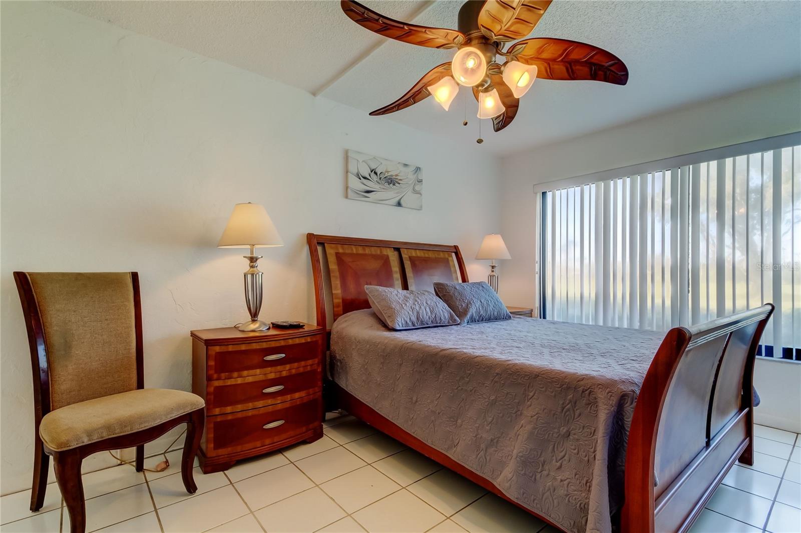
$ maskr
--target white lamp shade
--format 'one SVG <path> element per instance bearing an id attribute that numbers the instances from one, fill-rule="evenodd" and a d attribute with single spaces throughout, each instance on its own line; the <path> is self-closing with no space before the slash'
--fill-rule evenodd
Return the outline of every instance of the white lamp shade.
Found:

────────────────────────────────────────

▶ **Task**: Format every line of the records as a JSON list of strings, one string per line. Omit blank lines and the pictures.

▶ **The reply**:
[
  "$ maskr",
  "--target white lamp shade",
  "--format 'one SVG <path> element per instance bearing an id attribute that numbers the instances from one, fill-rule=\"evenodd\" and a d attribute with single spaces throughout, each instance on its own line; the <path> is self-closing with no space before the slash'",
  "--fill-rule evenodd",
  "Return the outline of every instance of the white lamp shade.",
  "Found:"
]